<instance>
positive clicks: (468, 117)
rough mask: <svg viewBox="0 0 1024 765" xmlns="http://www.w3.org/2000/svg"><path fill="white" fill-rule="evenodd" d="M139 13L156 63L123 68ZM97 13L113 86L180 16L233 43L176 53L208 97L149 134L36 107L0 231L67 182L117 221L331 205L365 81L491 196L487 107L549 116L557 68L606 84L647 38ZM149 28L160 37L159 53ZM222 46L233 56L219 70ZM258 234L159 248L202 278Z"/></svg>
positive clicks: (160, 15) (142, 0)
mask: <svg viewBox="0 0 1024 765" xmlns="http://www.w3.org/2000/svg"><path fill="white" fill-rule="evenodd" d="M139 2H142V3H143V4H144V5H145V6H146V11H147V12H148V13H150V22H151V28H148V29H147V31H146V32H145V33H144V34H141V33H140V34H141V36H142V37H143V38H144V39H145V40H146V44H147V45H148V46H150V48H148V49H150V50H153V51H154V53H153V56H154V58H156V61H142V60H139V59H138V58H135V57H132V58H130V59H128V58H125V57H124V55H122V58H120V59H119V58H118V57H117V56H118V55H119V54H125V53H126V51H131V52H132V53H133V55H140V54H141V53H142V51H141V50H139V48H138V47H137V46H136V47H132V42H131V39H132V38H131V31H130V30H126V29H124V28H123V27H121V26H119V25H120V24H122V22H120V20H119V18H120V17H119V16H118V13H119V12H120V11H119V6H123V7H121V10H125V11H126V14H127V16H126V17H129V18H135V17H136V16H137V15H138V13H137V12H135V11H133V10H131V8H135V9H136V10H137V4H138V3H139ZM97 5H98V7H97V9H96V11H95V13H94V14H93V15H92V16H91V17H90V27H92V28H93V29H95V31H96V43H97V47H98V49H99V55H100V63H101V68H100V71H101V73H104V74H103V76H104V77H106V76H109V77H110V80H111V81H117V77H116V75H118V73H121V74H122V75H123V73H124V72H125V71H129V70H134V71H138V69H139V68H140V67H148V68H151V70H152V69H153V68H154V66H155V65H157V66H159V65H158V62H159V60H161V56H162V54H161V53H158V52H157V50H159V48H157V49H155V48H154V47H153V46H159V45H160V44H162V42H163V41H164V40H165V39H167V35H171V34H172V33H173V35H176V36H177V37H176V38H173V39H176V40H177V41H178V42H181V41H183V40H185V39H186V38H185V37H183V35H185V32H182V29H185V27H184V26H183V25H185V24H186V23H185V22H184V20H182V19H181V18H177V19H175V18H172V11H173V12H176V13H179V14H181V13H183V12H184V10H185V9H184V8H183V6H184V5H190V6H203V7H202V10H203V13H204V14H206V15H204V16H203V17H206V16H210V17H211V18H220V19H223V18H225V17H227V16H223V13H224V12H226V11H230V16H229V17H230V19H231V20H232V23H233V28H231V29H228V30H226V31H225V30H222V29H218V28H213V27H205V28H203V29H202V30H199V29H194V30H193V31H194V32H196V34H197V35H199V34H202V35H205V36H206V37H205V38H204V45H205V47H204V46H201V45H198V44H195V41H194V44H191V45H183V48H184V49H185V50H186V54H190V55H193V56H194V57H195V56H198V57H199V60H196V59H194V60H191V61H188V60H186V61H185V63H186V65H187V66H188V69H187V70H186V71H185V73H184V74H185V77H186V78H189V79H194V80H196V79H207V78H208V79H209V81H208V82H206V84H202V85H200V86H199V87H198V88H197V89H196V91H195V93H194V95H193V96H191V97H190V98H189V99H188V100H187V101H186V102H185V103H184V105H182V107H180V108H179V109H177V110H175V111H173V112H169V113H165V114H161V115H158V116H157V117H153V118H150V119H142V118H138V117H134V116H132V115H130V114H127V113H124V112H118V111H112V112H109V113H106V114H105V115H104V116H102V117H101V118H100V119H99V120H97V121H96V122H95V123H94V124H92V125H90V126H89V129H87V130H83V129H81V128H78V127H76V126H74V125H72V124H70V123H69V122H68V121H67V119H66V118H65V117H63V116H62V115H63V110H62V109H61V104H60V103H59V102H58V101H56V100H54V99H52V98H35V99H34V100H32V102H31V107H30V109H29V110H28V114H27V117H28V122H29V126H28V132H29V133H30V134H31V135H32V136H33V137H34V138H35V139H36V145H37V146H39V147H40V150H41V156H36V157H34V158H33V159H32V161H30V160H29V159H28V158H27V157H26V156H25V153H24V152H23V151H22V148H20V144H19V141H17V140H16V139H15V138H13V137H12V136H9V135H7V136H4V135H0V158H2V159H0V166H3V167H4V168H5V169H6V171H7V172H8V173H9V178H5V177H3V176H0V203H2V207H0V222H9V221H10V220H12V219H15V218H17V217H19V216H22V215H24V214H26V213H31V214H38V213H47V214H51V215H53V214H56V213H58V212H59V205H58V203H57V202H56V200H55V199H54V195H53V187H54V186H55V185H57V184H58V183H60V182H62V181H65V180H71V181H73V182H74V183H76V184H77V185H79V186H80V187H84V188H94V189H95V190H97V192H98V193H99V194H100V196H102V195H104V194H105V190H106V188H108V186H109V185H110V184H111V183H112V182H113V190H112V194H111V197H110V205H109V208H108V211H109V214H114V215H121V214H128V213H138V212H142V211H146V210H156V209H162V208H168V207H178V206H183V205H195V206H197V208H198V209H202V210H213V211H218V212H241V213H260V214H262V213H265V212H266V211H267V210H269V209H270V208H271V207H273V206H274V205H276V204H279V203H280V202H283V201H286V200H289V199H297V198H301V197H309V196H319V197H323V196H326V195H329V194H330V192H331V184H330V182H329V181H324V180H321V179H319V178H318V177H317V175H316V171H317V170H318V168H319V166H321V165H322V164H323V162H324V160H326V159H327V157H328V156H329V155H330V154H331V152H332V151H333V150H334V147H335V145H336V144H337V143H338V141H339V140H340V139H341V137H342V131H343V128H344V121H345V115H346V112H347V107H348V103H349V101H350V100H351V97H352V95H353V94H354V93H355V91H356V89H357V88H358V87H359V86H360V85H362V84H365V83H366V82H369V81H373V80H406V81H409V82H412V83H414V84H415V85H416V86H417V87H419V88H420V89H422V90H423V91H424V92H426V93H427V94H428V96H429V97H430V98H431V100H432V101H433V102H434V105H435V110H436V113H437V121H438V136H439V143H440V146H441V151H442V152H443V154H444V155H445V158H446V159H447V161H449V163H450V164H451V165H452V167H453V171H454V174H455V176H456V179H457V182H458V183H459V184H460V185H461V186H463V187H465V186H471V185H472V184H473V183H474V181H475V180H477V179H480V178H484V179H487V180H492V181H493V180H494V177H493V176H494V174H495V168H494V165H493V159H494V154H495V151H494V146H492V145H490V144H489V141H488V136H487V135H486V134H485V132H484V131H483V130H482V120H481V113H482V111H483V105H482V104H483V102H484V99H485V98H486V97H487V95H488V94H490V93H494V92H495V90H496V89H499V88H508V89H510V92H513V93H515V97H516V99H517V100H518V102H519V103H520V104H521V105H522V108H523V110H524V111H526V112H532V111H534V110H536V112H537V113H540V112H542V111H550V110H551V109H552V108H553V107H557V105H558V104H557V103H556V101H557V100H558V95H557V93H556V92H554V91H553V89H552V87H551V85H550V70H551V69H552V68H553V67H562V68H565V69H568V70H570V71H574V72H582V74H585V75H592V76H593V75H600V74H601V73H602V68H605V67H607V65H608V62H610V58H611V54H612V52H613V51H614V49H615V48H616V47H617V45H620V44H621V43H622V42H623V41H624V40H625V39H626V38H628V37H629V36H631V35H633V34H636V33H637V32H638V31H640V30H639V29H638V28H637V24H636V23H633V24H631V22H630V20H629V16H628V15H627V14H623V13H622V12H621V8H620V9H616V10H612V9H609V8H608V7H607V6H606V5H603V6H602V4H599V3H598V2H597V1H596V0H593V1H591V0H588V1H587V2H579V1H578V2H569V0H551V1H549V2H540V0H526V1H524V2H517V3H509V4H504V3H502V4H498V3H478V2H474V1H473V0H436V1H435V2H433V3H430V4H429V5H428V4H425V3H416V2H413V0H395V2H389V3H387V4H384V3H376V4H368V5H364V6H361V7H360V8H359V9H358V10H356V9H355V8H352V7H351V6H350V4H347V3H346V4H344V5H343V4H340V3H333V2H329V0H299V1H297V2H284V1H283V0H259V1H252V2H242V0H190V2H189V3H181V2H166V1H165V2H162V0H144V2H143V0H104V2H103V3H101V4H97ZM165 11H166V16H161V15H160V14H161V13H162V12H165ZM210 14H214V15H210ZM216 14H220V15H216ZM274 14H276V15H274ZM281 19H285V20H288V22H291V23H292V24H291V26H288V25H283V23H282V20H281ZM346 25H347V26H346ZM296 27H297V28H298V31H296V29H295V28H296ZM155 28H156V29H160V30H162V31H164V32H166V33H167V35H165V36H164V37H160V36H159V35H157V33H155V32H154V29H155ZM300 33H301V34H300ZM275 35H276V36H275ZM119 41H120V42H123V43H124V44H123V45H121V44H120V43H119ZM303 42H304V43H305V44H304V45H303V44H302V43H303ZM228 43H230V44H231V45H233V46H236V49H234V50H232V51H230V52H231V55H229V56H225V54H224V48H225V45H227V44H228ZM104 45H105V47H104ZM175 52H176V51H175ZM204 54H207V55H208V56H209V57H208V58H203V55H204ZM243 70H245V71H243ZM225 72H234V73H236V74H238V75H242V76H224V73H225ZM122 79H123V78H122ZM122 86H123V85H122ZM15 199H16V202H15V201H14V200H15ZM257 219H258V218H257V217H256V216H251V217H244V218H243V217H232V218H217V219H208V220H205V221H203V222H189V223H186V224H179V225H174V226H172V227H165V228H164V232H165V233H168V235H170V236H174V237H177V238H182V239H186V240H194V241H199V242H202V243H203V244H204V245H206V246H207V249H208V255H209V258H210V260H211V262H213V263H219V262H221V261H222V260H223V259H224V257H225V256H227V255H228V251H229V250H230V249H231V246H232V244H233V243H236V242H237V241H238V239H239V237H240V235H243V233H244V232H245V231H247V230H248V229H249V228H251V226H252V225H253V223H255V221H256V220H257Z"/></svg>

········

Copy the lines from the start of the records through the line with "positive clicks: (160, 15) (142, 0)", both included, without changing anything.

<instance>
positive clicks: (468, 117)
rough mask: <svg viewBox="0 0 1024 765" xmlns="http://www.w3.org/2000/svg"><path fill="white" fill-rule="evenodd" d="M139 13L156 63L123 68ZM97 13L113 86L180 16L233 43L176 53L208 97L149 134L36 107L0 231L67 182L117 221L331 205L365 81L491 196L487 107L549 116L557 68L606 84L647 38ZM149 28L160 37L159 53ZM222 46L233 56L219 70ZM258 234L159 248L202 278Z"/></svg>
positive clicks: (160, 15) (142, 0)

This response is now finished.